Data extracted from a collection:
————

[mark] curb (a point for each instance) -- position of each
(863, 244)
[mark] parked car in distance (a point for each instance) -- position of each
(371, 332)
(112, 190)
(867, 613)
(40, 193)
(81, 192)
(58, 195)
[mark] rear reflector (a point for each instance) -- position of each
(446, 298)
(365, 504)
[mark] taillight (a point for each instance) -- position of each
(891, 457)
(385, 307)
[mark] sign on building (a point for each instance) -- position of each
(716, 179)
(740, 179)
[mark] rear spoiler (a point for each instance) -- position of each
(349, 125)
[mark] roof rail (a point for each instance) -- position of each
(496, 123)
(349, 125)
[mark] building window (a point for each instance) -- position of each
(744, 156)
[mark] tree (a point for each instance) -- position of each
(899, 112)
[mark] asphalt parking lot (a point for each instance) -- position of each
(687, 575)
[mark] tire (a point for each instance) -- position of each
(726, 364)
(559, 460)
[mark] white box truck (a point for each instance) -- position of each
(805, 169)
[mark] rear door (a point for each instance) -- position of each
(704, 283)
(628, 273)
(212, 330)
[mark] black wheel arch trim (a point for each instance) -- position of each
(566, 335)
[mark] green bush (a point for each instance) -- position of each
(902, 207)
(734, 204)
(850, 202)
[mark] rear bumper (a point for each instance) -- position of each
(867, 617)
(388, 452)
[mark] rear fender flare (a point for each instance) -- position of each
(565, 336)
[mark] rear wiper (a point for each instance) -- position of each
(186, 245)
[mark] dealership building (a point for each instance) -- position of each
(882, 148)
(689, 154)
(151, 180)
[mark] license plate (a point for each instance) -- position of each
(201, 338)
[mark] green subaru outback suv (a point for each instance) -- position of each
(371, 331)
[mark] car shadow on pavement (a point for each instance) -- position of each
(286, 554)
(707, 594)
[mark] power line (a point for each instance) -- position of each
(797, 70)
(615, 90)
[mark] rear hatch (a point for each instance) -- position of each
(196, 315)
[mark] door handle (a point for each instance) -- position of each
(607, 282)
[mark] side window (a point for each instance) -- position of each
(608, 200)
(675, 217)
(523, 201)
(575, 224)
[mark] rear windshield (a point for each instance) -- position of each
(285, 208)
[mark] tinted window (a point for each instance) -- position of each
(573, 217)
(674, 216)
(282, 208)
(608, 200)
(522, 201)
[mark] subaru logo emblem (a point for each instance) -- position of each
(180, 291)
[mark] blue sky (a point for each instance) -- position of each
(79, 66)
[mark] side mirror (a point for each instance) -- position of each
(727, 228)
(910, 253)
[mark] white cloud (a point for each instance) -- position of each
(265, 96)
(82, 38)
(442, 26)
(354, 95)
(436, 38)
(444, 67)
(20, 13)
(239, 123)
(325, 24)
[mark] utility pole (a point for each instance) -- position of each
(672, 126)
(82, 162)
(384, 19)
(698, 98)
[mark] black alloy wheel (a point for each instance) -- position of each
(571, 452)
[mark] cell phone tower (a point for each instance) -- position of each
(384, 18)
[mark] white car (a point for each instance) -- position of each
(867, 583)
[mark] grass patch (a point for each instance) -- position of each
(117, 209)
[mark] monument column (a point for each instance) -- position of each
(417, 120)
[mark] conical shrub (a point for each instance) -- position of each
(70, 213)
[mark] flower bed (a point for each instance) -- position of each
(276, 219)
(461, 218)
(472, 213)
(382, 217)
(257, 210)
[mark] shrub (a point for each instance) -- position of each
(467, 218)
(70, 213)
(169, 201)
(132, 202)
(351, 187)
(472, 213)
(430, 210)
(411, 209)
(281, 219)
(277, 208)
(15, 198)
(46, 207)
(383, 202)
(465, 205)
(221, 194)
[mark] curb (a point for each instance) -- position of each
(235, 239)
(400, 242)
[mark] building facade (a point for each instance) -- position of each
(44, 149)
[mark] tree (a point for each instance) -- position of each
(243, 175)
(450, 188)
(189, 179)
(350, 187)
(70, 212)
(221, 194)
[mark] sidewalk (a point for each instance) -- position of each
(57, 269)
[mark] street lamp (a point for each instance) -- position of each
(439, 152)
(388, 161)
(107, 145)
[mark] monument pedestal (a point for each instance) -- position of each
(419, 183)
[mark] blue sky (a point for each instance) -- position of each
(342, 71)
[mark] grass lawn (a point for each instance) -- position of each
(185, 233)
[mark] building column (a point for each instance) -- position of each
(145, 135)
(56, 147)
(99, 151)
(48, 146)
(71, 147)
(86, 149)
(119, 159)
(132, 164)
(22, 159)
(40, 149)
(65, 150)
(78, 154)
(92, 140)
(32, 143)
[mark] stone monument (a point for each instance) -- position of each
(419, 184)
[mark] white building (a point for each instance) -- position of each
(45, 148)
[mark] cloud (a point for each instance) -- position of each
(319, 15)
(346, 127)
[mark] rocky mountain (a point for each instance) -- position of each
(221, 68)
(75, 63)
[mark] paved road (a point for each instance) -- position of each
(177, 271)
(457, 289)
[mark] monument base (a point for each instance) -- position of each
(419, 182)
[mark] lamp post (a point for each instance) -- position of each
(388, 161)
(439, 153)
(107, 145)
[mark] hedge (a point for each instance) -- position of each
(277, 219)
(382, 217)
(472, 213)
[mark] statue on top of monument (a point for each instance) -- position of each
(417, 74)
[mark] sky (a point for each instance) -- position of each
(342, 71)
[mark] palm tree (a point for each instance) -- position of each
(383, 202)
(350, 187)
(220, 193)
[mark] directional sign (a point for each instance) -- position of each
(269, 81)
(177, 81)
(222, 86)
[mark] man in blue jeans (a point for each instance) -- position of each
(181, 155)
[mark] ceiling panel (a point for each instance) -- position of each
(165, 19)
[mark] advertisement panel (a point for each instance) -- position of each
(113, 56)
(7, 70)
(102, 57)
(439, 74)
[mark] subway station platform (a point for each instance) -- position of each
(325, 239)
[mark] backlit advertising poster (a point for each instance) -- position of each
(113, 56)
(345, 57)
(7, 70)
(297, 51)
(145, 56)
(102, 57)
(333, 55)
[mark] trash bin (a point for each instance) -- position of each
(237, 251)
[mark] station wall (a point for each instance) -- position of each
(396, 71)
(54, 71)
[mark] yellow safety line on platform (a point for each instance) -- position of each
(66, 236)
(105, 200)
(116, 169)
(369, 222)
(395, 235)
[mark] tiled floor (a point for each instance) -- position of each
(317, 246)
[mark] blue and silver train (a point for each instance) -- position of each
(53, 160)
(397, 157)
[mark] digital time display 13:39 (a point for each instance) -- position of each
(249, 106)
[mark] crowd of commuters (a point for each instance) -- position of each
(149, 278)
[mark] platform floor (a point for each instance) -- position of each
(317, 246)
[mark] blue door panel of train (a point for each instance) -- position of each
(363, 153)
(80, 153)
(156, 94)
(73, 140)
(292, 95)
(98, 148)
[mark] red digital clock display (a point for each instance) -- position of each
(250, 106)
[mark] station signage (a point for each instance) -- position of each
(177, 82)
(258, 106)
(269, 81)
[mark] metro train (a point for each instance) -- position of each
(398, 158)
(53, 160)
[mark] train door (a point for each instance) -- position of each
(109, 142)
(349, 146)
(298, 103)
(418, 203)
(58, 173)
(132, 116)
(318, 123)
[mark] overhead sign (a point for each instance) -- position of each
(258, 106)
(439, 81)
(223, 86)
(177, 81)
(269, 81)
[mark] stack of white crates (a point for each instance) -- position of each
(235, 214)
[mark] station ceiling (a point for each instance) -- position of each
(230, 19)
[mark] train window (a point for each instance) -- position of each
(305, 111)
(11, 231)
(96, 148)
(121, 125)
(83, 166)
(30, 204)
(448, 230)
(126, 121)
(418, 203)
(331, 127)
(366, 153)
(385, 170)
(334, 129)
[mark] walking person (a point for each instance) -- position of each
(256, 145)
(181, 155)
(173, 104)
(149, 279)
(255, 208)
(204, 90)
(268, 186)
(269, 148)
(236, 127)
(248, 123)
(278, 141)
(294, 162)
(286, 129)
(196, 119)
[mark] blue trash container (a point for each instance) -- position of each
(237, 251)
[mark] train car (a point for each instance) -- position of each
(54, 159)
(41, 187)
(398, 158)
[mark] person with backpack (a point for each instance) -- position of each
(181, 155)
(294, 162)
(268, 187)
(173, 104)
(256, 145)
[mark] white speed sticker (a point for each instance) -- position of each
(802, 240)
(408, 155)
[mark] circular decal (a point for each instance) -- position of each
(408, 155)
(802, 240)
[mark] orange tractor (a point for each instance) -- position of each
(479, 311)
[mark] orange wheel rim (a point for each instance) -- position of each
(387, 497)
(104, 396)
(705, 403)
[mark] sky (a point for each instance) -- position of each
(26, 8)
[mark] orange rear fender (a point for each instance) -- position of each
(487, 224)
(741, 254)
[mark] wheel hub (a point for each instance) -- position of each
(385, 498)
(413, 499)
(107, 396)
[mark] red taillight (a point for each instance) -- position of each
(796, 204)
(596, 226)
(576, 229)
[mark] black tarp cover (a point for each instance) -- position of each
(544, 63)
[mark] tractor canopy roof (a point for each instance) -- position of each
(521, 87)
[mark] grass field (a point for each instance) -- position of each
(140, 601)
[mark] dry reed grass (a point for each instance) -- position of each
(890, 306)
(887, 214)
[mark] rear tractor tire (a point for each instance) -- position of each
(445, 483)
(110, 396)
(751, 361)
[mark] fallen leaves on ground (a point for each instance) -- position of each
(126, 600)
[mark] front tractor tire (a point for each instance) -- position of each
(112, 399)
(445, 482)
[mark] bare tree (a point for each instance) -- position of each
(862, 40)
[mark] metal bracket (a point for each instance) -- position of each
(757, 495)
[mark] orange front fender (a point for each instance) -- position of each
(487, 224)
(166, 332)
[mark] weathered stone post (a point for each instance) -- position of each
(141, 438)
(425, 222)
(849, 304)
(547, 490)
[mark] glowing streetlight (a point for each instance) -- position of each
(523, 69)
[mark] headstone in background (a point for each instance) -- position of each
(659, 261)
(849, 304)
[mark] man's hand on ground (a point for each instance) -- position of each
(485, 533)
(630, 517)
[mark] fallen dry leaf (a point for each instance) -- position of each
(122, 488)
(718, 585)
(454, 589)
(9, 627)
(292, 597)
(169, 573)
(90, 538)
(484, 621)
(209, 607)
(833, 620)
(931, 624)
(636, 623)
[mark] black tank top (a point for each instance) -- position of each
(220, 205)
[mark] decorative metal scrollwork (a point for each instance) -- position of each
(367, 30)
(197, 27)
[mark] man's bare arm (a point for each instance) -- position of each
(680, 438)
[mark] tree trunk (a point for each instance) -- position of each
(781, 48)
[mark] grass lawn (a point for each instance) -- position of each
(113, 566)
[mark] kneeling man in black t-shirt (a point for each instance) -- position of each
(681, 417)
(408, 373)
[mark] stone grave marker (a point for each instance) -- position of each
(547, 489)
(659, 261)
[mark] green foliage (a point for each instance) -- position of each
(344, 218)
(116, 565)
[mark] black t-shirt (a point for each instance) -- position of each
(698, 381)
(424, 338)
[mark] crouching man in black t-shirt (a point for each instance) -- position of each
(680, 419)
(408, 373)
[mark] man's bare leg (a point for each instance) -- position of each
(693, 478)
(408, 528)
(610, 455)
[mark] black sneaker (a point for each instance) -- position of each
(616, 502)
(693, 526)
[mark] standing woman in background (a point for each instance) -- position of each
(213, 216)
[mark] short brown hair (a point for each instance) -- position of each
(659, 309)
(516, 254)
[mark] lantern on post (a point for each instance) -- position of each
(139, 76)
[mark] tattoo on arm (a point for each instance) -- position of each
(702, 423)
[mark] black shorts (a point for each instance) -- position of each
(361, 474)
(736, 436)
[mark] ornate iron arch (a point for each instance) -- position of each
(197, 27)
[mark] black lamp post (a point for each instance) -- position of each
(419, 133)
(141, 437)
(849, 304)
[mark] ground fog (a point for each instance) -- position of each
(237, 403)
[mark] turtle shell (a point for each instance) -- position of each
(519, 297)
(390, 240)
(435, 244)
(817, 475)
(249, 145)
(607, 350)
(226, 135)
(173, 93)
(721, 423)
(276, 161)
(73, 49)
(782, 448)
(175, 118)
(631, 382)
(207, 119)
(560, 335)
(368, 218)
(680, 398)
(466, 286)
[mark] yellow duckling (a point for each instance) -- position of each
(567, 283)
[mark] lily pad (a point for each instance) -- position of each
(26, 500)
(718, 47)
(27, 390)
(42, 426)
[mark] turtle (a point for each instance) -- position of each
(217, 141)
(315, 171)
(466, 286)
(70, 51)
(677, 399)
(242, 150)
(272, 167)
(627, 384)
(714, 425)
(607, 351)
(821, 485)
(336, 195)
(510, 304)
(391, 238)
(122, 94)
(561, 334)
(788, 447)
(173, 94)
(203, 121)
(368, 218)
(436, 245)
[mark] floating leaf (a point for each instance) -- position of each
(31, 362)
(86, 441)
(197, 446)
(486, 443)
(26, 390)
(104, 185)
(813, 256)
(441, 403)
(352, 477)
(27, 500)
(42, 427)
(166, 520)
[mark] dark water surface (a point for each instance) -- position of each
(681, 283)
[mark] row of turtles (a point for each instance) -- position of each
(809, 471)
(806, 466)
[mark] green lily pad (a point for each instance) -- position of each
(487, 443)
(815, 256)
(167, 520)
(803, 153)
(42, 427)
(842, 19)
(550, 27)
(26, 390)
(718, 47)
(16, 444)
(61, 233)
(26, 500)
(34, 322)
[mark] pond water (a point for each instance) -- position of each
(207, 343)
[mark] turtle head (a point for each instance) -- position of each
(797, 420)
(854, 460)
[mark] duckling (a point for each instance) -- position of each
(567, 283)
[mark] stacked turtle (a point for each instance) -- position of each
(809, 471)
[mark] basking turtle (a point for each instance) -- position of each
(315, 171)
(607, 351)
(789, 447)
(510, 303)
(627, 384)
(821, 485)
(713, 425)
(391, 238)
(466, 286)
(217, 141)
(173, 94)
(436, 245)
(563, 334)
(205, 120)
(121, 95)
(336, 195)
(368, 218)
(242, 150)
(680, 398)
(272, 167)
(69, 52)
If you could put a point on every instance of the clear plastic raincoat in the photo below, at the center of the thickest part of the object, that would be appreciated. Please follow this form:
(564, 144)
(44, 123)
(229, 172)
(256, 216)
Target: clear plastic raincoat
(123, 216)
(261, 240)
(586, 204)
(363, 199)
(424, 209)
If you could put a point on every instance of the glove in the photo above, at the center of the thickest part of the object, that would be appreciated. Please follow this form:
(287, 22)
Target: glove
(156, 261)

————

What to do: Extract every line from the one with "of the clear" down to the final line above, both included, exactly as written.

Exercise output:
If you could put a point on every instance of the clear plastic raincoat in the photo below, at the center of the thickest part of the object, that would be appreciated. Please follow this form:
(564, 144)
(44, 123)
(229, 172)
(256, 216)
Target: clear plastic raincoat
(123, 216)
(261, 240)
(586, 204)
(363, 199)
(424, 209)
If you could put a point on every instance of the glove in the photo above, at the center of the thickest part of the object, that would be appreciated. Please follow this form:
(287, 22)
Target: glove
(156, 261)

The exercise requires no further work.